(THE PROBLEM)
Quote, without any change, the line that contains "Pick out the cabinet door" and all lines that follow it to the end of the data below.

BEGIN LISTED RECORDS

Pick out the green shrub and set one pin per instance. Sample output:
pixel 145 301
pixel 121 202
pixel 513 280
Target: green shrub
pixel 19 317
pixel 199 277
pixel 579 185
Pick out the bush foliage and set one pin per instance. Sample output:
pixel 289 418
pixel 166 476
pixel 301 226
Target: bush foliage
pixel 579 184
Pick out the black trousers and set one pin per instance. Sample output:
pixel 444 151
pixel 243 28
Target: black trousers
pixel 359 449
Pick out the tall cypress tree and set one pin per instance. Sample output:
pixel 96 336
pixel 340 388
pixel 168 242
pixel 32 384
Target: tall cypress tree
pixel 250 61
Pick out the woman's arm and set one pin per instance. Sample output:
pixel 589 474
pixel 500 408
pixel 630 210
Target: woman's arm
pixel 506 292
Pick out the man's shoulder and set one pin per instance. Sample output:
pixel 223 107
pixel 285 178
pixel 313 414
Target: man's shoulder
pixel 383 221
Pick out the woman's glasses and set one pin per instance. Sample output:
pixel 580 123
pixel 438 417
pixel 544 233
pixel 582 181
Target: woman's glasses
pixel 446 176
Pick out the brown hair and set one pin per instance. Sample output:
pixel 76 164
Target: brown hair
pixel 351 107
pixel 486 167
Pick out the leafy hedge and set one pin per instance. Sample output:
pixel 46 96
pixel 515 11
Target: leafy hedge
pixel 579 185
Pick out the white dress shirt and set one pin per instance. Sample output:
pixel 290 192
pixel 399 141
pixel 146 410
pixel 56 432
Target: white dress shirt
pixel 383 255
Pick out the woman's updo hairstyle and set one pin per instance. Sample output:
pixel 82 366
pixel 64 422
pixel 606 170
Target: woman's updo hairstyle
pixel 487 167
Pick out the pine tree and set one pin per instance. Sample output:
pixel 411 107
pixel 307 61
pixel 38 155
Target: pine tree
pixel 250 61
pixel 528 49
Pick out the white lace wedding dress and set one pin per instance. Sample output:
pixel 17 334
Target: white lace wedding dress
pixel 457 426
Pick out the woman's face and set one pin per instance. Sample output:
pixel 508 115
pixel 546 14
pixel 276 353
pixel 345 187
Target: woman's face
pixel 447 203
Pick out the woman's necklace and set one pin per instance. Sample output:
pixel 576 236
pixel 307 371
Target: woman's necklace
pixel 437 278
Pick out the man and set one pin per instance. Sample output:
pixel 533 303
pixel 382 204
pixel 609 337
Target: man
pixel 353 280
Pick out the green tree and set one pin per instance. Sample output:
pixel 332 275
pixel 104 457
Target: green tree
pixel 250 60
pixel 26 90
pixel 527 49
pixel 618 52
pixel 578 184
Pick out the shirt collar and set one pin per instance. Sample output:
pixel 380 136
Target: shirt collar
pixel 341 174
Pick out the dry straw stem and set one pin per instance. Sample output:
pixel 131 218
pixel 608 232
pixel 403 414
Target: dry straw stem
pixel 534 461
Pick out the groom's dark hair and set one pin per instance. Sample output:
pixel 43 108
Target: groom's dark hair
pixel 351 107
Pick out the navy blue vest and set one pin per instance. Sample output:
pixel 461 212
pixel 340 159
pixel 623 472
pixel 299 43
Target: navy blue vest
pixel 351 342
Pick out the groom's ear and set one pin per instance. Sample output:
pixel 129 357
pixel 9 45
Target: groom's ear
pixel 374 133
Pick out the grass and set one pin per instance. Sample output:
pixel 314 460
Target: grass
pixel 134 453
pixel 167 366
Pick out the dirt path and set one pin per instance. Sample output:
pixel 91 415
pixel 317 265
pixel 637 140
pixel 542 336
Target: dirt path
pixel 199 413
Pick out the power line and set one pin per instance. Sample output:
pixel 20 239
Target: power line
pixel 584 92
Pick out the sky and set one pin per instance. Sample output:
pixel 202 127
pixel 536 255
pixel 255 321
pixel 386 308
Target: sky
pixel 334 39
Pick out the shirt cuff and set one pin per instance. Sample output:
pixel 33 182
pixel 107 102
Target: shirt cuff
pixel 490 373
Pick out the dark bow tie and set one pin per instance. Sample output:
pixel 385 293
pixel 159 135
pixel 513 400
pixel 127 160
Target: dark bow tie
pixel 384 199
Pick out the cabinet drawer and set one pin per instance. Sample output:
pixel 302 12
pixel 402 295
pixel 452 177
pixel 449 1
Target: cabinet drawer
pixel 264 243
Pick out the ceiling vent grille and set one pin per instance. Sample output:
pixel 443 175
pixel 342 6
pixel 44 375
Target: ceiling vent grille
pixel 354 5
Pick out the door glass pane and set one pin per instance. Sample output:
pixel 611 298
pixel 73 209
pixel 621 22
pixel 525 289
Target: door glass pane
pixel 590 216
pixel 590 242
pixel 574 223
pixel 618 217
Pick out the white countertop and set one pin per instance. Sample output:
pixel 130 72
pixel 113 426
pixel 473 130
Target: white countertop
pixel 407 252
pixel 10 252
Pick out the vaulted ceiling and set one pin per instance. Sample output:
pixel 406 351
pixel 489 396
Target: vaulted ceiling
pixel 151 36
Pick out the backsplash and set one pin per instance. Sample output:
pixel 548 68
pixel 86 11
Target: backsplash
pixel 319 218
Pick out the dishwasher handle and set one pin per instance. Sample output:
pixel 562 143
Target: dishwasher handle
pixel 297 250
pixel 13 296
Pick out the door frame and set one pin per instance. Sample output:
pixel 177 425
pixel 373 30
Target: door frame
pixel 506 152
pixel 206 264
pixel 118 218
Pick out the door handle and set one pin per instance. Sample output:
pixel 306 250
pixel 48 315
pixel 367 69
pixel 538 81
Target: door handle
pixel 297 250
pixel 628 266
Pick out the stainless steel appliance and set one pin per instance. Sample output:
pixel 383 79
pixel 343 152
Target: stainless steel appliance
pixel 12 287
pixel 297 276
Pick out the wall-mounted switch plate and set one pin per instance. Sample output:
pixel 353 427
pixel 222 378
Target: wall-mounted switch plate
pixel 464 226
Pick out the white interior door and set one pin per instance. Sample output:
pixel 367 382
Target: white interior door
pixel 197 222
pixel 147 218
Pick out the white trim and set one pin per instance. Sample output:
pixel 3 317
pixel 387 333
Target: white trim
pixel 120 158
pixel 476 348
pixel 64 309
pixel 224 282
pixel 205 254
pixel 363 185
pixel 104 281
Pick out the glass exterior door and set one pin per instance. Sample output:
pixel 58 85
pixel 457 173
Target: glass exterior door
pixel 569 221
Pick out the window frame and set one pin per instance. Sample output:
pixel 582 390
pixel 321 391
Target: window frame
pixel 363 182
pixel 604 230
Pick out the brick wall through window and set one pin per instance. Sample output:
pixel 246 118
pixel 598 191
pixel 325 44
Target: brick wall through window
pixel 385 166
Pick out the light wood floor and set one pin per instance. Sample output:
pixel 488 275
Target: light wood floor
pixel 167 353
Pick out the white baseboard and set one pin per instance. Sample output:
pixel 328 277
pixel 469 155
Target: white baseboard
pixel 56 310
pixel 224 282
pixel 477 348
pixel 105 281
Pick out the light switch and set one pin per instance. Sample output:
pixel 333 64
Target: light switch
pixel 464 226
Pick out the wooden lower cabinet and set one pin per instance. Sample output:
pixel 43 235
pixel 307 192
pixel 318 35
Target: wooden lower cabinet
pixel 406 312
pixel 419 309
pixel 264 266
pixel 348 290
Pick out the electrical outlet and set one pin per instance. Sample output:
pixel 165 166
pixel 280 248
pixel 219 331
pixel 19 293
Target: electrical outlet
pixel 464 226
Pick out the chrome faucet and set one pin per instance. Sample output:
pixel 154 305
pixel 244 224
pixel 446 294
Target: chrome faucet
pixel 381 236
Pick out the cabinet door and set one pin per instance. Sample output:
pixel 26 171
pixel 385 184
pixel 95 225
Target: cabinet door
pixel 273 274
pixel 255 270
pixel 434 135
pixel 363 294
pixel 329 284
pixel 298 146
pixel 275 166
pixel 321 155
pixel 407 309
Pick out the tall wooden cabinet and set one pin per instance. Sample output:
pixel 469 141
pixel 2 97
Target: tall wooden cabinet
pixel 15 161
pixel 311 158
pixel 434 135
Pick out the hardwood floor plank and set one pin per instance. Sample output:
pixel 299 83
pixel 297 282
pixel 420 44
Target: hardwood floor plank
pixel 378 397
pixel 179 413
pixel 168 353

END LISTED RECORDS

(EXERCISE RESULT)
Pick out the cabinet door and set one pin per instance. Sample output:
pixel 26 171
pixel 385 184
pixel 95 225
Target: cabinet door
pixel 273 274
pixel 255 270
pixel 434 135
pixel 363 294
pixel 329 284
pixel 298 146
pixel 275 166
pixel 321 155
pixel 407 309
Pick out the tall wooden cabinet and set one pin per instance. Sample output:
pixel 469 141
pixel 2 97
Target: tall wooden cabinet
pixel 15 161
pixel 311 158
pixel 434 135
Pick out the hardwood floor plank and set one pin per instance. Sample output:
pixel 299 83
pixel 297 282
pixel 420 44
Target: hardwood floor plank
pixel 378 397
pixel 179 413
pixel 168 353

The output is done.